Lussekatter are eaten in Sweden to celebrate the winter solstice, which they call St Lucia’s day. These Swedish sweet treats are saffron-flavoured buns shaped into an S, to resemble a curled up cat, with two raisins added to represent the eyes.
The rolls are only lightly sweet but the raisins in the “eyes” add a touch of extra sweetness when you bite into them. The end result looks a bit more like an impression by Picasso than a regular cat, but this is a really fun recipe to make and results in pretty yellow buns with a lovely buttery bake.
Makes 10 12 lussekatter buns
Ingredients:
- 175ml milk
- 1/2 tsp saffron threads
- 100g white, granulated sugar
- 7g active dry yeast
- 500g all-purpose flour
- 1/2 tsp salt
- ½ tsp ground cardamom
- 56g unsalted butter, softened
- 1/4 cup of sour cream
- 2 large eggs
- raisins
Instructions:
- In a small pot, heat the milk, saffron and 1 teaspoon of sugar together until the milk starts to steam.
- Remove from heat and stir to dissolve the sugar. Leave the mixture to cool down until warm to the touch, but not hot.
- Sprinkle the yeast over the warm saffron-infused milk and allow to sit for 5 to 10 minutes until it gets foamy.
- In the bowl, whisk the flour, sugar, salt and cardamom together.
- Make a well in the centre of the flour and add the milky saffron mixture, eggs, softened butter and sour cream. Mix together until well incorporated.

Information shown:

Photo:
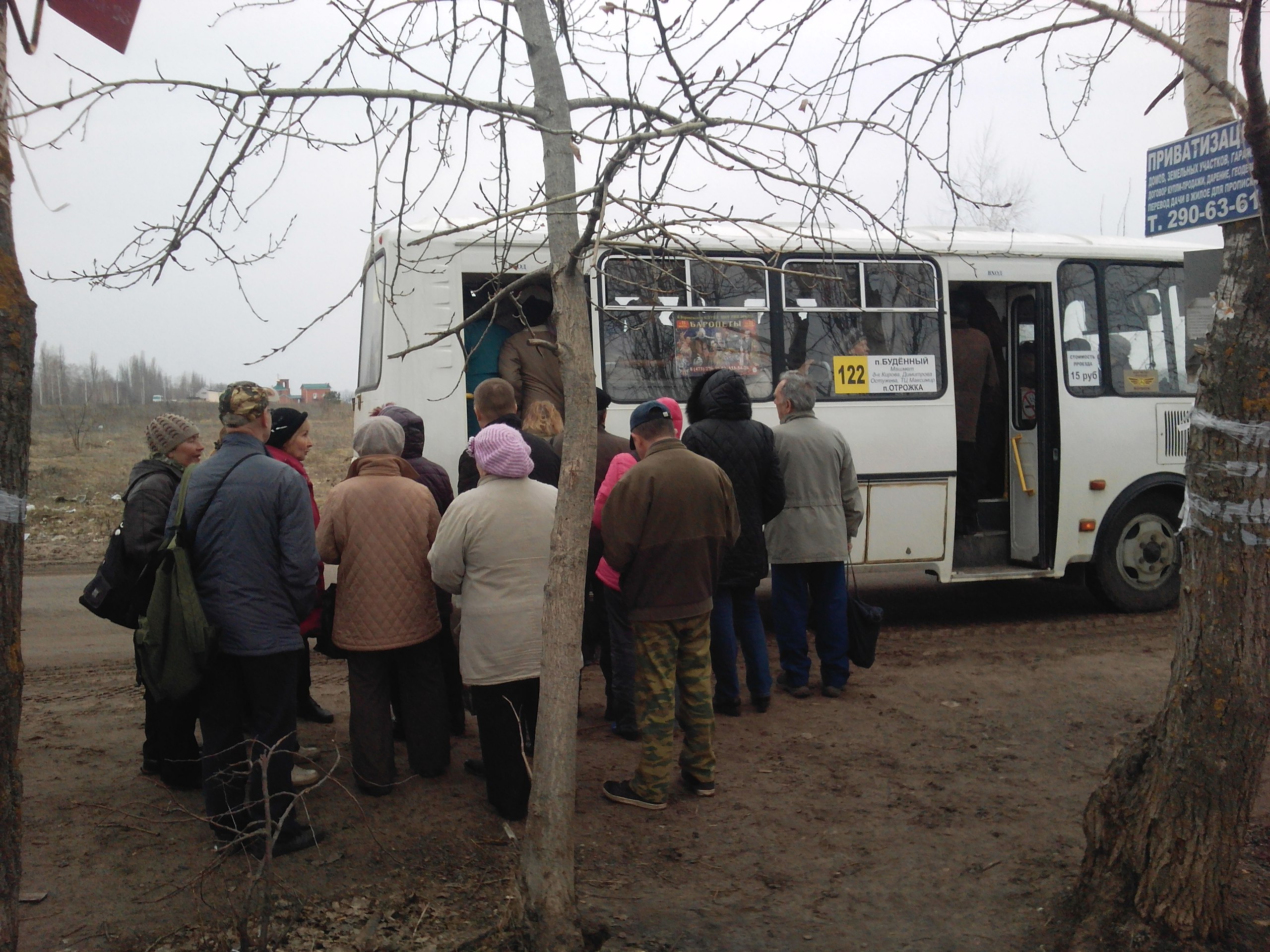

Exercise directions:
Answer these about the lussekatter recipe:
1. What do people in Sweden call the day these buns are eaten to celebrate?
2. What stands for the cat's eyes on each bun?
3. How long should the yeast sit in the warm saffron milk?
The material has no role here.

Solution below:
1. St Lucia's day.
2. Two raisins.
3. 5 to 10 minutes, until it gets foamy.